Records:
____

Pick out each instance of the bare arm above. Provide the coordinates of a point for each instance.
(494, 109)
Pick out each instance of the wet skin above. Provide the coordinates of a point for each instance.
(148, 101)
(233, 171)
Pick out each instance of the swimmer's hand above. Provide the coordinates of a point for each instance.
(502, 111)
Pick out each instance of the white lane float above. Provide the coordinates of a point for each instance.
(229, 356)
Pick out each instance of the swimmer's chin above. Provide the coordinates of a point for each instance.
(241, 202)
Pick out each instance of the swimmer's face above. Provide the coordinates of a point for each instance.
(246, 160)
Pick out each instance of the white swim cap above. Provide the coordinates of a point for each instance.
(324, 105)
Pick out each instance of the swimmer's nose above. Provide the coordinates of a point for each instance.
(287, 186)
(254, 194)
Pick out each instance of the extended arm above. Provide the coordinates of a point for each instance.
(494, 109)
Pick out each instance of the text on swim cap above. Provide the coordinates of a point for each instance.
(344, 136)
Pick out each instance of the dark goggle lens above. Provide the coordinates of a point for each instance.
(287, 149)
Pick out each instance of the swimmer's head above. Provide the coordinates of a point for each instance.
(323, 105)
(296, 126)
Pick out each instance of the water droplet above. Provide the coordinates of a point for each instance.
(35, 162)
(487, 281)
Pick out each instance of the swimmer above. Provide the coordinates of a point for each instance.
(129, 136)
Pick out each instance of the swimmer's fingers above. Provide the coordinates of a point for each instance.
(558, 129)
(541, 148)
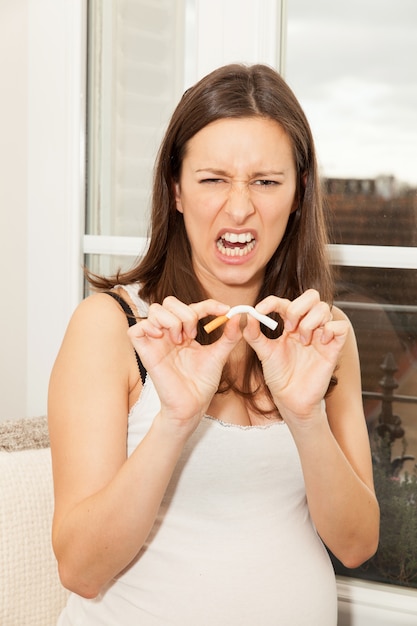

____

▶ **WRITTEN REQUEST**
Copy out all of the data above word for word, leaving out the pictures.

▶ **TASK OUTPUT**
Pick out each instance of the bare arm above. Provide the coordinates of a point for each instance.
(494, 109)
Pick out each instance of the wet skin above. Provide the coordinates of a point for each instance.
(148, 101)
(233, 171)
Pick out each instance of the swimmer's hand above. Provide the coordinates of a point for each instance.
(502, 111)
Pick out each instance of the white lane float above. Provide the coordinates of a point for each instance.
(229, 356)
Pick out each instance of the swimmer's chin above. Provide the coordinates of a point for each instance.
(241, 202)
Pick out each instance of the swimmer's face above. Provide the coordinates of a point for each instance.
(246, 160)
Pick out each instance of the white swim cap above. Provide the coordinates of a point for each instance.
(324, 105)
Pick out each instance of the swimmer's nose above. Provide the coordinates of a point for each instance.
(287, 186)
(254, 194)
Pick out each instance of the extended arm above. Provide the coordinates of a point for each instance.
(494, 109)
Pick out each instance of the text on swim cap above. Provide the coordinates of a point for each instance.
(344, 136)
Pick out each instance of the dark goggle lens above. Provide the coordinates of a point for each instance.
(287, 149)
Pick out each instance of the swimmer's head above. Provide the coordinates of a point for each instance.
(323, 105)
(296, 126)
Pick out each instance of the water droplet above. Provide the coordinates of a point for each instance.
(35, 162)
(487, 281)
Pick out each instance of the swimmer above. Provide the coordinates of a point for each instance.
(129, 136)
Pick out each instance of the swimmer's fingers above. Provide the coordinates of a point for each instance.
(558, 129)
(541, 148)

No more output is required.